# Passage given:
Coastal workers give a taste of melting pot


From storefronts to front lawns, displays of Southern Delaware’s patriotism rocket toward ubiquity in anticipation of the Fourth of July. Some summer visitors, however, find American spirit in the smile of a stranger rather than in a wave of stars and stripes.
Coastal Point • JOSH MILLER: Kate Muslina takes a second to talk at the Shore Foods grocery store in Bethany Beach.Coastal Point • JOSH MILLER:
Kate Muslina takes a second to talk at the Shore Foods grocery store in Bethany Beach.

Behind the counters of many Bethany Beach businesses, the first language is a Slavic tongue and English is spoken with an Eastern European accent. From universities in Belgrade and Bratislava, Krakow and Kiev, Moscow and Minsk, the foreign workers arrive in Delmarva every June as reliably as seedless watermelons.

And like multimillion-dollar housing developments, their numbers seem to swell annually.

Kate Muslina, 21, an economics major from Minsk, the Belarusian capital, is living at the Delaware shore for the third consecutive summer. She works 35 hours each week as a cashier at Shore Foods grocery store in Bethany Beach, where shoppers regard her with respect and inquisitiveness.

“Everybody is very friendly,” she said. “They all want to know where I’m from.”

Curiosity, coincidentally, initially induced Muslina to cross the Atlantic in 2003. She always had wanted to see the Grand Canyon, which Muslina called “the greatest place on earth.”

After settling in Bethany Beach, Muslina rented a car with some friends and drove cross-country to Arizona, subsequently crossing an item off of her things-to-do-in-life list. Later road trips have steered Muslina to Philadelphia, New York and Washington, D.C.

“I’m different from other students,” she said. “I didn’t just come here to make money. I came here to have fun, too.”

Christina Popescu, on the other hand, makes no bones about coming for the cash. Back for a third season, the native of Suceava, Romania, holds down two jobs — at Bootsie’s Bar-B-Q in Ocean View and at Al Casapulla’s deli in Millville. Popescu estimates that she works nearly 90 hours per week between her two employers.

“I just need the money, and it’s easier to make money here,” she said. “Nobody is making me do it. I want to work.”

Last year, Popescu pocketed about $6,000 and expects to exceed those earnings this time around. She will use the proceeds to pay her tuition at the American University in Bulgaria.

# Provided material:
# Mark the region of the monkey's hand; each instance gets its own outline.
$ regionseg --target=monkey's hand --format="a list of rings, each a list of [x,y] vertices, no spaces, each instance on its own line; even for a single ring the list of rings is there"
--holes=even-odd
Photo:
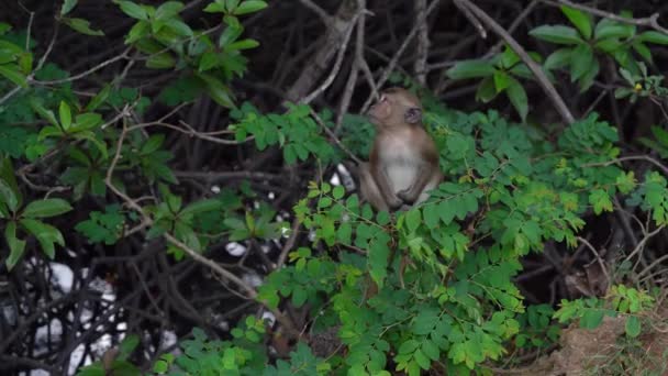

# Problems to solve:
1. In the article about Eastern European summer workers in Bethany Beach, how many hours a week does Kate Muslina work as a cashier at Shore Foods?
2. Please carry on the article about Eastern European summer workers at the Delaware shore from the point where it stops.

# Answers to the exercises:
1. 35 hours.

2.
Marina Sergei, a newcomer to the Fudge Factory in Bethany Beach, plans to spend her profits on a car or an apartment after returning to Belarus.

“We have a lot of hours, which is good for us. The more hours we have here, the more money we have to take home,” she said, speaking for herself and coworker/compatriot Nastja Palazkova. “And it’s no secret that your money (American dollars) is the world’s money.”

Across Garfield Parkway, Chris Dudine, manager of Five Guys restaurant, expressed great admiration and appreciation for the international students’ work ethic. Russians, he said, regularly constitute 80 percent of the establishment’s staff.

Though the language barrier often bars them from manning the registers — a job that requires English fluency — the foreign laborers facilitate customer satisfaction by other, multifaceted means.

“The U.S. kids argue a lot because they have had it easy. And some Americans don’t like the nature of the job. They have hang-ups about flipping burgers,” Dudine said. “These guys don’t let that affect them. They’ll do anything and they don’t complain.”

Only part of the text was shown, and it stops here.